_Description of the task_. Copy every one of the entries below word for word, leaving each line unchanged.
## START
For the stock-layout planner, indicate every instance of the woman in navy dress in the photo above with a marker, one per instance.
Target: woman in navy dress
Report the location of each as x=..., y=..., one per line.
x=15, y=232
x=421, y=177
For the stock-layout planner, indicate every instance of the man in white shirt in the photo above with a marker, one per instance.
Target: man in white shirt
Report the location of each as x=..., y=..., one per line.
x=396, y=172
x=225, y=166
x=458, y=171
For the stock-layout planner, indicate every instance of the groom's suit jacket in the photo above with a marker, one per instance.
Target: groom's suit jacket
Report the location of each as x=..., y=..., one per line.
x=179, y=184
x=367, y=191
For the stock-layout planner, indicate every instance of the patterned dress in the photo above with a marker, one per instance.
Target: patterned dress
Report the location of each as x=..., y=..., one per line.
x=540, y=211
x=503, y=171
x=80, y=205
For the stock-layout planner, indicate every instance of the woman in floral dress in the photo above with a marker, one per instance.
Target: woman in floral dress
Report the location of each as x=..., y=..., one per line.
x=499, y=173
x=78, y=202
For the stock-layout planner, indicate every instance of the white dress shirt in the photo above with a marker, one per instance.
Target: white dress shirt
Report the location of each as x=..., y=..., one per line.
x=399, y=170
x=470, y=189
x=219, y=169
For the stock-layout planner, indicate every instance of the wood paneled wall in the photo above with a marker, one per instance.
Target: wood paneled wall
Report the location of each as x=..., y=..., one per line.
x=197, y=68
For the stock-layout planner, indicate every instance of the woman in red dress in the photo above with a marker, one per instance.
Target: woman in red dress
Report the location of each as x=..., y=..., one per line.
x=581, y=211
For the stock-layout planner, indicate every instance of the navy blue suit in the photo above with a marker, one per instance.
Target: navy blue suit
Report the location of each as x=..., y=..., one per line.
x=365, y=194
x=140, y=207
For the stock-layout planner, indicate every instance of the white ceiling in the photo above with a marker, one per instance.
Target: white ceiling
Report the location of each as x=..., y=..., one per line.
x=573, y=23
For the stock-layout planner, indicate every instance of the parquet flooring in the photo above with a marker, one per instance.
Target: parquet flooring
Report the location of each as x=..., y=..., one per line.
## END
_Finished exercise_.
For the stock-layout planner, indicate every instance of the woman in navy dress in the photo above with a marker, one per instance.
Target: woman in navy dress
Report the location of each as x=..., y=..., one per line.
x=15, y=232
x=421, y=177
For the stock-layout planner, indicate every instance of the man in white shirt in the photo above with a marker, one per instance.
Target: man in white shirt
Report the location of each as x=..., y=..., one per line.
x=396, y=172
x=225, y=166
x=458, y=171
For the stock-layout planner, indicate every instance of the groom's suit jacket in the photo above with a marker, one per instance.
Target: groom's suit jacket
Report the location of each as x=..., y=..., one per line.
x=179, y=184
x=367, y=191
For the stock-layout planner, indicate every instance of the patterned dress in the photo above with a marker, one per instance.
Target: patterned dress
Report the location of each as x=..., y=..., one per line.
x=540, y=211
x=503, y=171
x=80, y=205
For the stock-layout planner, indicate every instance of the woman in floral dress in the photo above with a marker, one per instance.
Target: woman in floral dress
Report the location of each as x=..., y=..., one per line.
x=499, y=173
x=78, y=202
For the stock-layout planner, indicate every instance of the white dress shirt in the photo above with a marker, one per instance.
Target: white dress shirt
Report the location of each as x=..., y=..., one per line.
x=399, y=170
x=470, y=189
x=219, y=169
For the stock-layout planner, indicate every instance of the wood paneled wall in the photo above with a marker, one per instance.
Target: wood paneled wall
Report the location of each as x=..., y=..., one per line.
x=197, y=68
For the stock-layout planner, indicate every instance of the woman in red dress in the photo above with a marker, one per instance.
Target: woman in red dress
Report the location of each as x=..., y=..., one per line.
x=581, y=211
For the stock-layout planner, indicate every instance of the navy blue suit in the photo above with a marker, one per instance.
Target: navy blue suit
Report the location of each as x=..., y=..., one per line.
x=365, y=194
x=140, y=207
For the stock-layout planner, indicate every instance of the white ceiling in the photo above with a marker, one per instance.
Target: white ceiling
Report the location of each as x=..., y=..., one per line.
x=573, y=23
For the stock-layout planner, indicate every instance of the parquet flooring in the photo above with a marker, one per instance.
Target: parquet flooring
Report the location of each as x=..., y=..., one per line.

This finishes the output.